§ Extract provided:
========================

Probes Suggest Magnetic Bubbles at Solar System Edge

MEDIA RELATIONS OFFICE
JET PROPULSION LABORATORY
CALIFORNIA INSTITUTE OF TECHNOLOGY
NATIONAL AERONAUTICS AND SPACE ADMINISTRATION
PASADENA, CALIF. 91109 TELEPHONE 818-354-5011
http://www.jpl.nasa.gov

Jia-Rui Cook 818-354-0850
Jet Propulsion Laboratory, Pasadena, Calif.
jccook@jpl.nasa.gov

Dwayne C. Brown 202-358-1726
NASA Headquarters, Washington
dwayne.c.brown@nasa.gov

News release: 2011-176 June 9, 2011

Probes Suggest Magnetic Bubbles at Solar System Edge

The full version of this story with accompanying images is at:
http://www.jpl.nasa.gov/news/news.cfm?release=2011-176&cid=release_2011-176

PASADENA, Calif. -- Observations from NASA's Voyager spacecraft, humanity's farthest deep space
sentinels, suggest the edge of our solar system may not be smooth, but filled with a turbulent sea of
magnetic bubbles.

While using a new computer model to analyze Voyager data, scientists found the sun's distant
magnetic field is made up of bubbles approximately 100 million miles (160 million kilometers) wide.
The bubbles are created when magnetic field lines reorganize. The new model suggests the field lines
are broken up into self-contained structures disconnected from the solar magnetic field. The findings
are described in the June 9 edition of the Astrophysical Journal.

Like Earth, our sun has a magnetic field with a north pole and a south pole. The field lines are
stretched outward by the solar wind, a stream of charged particles emanating from the star that
interacts with material expelled from others in our corner of the Milky Way galaxy. The Voyager
spacecraft, more than 9 billion miles (14 billion kilometers) away from Earth, are traveling in a
boundary region. In that area, the solar wind and magnetic field are affected by material expelled from
other stars in our corner of the Milky Way galaxy.

"The sun's magnetic field extends all the way to the edge of the solar system," said astronomer Merav
Opher of Boston University. "Because the sun spins, its magnetic field becomes twisted and wrinkled,
a bit like a ballerina's skirt. Far, far away from the sun, where the Voyagers are, the folds of the skirt
bunch up."

========================

§ Data provided:
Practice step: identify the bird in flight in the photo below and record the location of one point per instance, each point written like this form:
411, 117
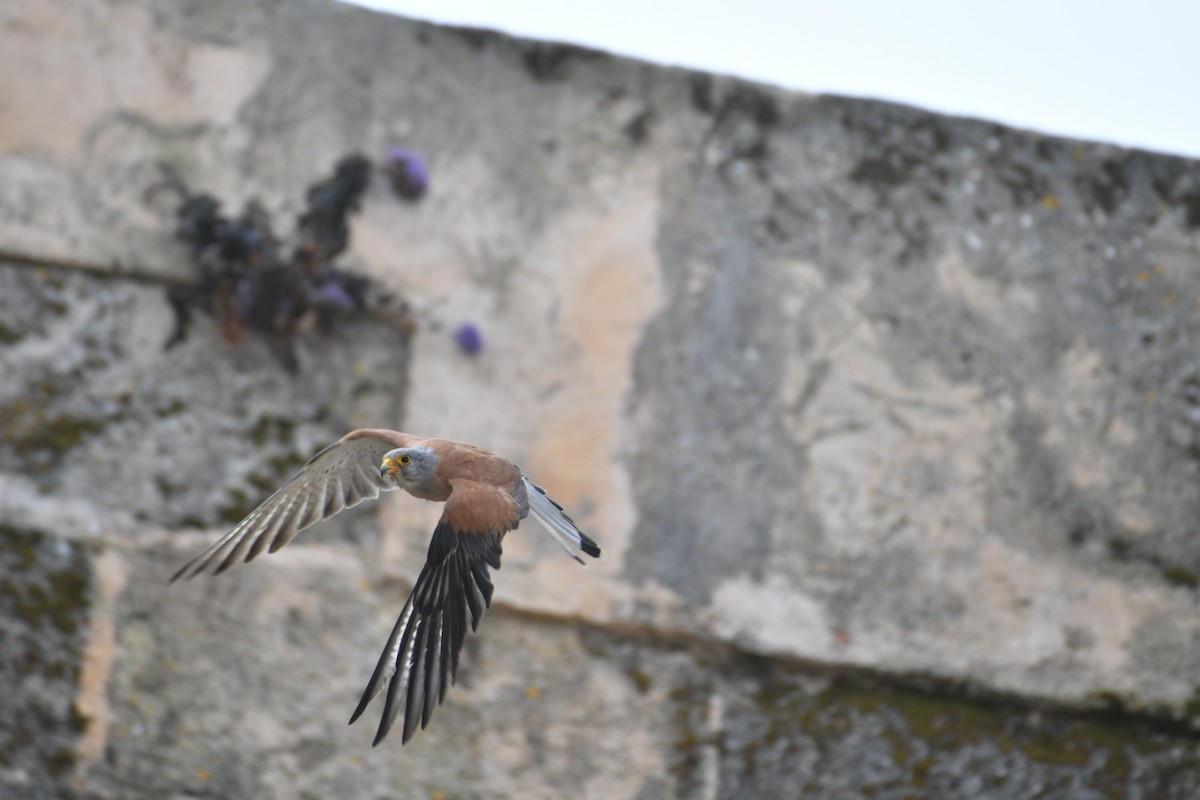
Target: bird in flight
485, 497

========================

§ What you will do: From the press release on magnetic bubbles, rewrite the passage between "The full version" and "million kilometers) wide.", inclusive, with "sentinels" changed to "scouts".

§ Finished task:
The full version of this story with accompanying images is at:
http://www.jpl.nasa.gov/news/news.cfm?release=2011-176&cid=release_2011-176

PASADENA, Calif. -- Observations from NASA's Voyager spacecraft, humanity's farthest deep space
scouts, suggest the edge of our solar system may not be smooth, but filled with a turbulent sea of
magnetic bubbles.

While using a new computer model to analyze Voyager data, scientists found the sun's distant
magnetic field is made up of bubbles approximately 100 million miles (160 million kilometers) wide.